Instruction »
Find each line in the entries below that contains the string "leafy" and copy it out in full. Letter case counts.

### Task data

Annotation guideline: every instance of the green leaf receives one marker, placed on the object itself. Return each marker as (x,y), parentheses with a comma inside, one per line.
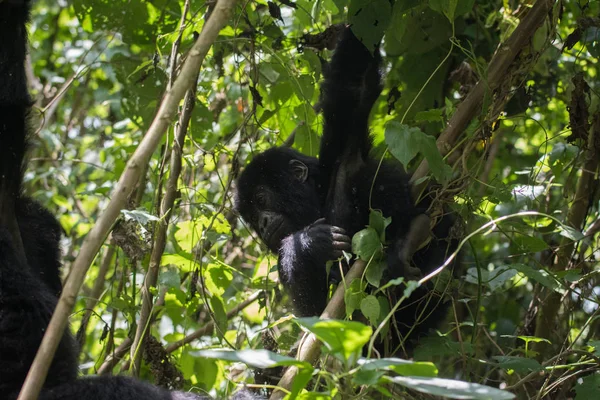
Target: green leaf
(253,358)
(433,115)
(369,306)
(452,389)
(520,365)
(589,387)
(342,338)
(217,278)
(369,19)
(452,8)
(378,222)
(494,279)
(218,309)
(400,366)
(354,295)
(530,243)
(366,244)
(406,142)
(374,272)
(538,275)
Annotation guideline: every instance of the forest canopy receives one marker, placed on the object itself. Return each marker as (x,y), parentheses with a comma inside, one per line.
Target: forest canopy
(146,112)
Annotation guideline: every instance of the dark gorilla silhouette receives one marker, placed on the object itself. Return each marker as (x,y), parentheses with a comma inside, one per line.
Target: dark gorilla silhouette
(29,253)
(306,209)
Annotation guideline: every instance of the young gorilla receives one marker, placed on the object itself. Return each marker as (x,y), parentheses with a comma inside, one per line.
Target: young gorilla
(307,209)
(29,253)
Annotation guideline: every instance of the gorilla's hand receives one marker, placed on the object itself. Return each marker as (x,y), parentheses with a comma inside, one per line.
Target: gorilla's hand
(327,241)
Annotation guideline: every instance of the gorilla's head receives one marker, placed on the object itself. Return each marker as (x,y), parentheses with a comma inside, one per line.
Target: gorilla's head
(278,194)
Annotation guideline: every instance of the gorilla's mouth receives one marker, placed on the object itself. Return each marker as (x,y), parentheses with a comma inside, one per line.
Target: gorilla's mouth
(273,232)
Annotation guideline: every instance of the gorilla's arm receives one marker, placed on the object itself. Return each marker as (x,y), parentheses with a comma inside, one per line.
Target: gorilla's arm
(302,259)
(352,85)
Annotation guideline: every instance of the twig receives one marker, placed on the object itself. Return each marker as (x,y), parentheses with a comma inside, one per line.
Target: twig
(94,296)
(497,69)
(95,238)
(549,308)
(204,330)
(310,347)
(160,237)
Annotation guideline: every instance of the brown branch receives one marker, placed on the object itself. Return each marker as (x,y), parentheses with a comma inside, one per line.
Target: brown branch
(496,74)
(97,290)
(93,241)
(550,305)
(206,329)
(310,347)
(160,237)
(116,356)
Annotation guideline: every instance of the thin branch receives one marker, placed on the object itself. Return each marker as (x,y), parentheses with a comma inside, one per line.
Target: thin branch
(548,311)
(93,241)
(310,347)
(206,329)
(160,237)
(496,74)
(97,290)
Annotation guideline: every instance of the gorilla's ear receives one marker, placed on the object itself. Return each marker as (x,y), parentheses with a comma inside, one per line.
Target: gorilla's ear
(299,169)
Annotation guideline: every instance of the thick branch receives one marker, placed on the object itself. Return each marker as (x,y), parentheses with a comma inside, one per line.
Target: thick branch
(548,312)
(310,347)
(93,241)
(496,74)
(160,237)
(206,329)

######
### Task data

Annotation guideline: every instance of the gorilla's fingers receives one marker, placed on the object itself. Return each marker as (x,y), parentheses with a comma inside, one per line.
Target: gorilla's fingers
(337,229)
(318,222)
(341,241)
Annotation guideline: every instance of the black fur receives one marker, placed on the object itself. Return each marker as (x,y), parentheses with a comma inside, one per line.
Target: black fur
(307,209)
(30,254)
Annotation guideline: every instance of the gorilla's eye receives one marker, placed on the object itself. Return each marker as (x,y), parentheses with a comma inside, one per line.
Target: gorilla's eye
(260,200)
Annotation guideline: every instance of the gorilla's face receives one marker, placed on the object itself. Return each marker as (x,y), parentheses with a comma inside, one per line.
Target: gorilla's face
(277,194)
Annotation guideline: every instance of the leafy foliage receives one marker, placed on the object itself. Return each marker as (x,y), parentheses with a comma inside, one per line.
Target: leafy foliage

######

Solved exercise »
Annotation guideline: every instance of the leafy foliage receives one marker, placed on the object itself. Return each marker as (x,y), parentheses with a comma inside, one per line.
Target: leafy foliage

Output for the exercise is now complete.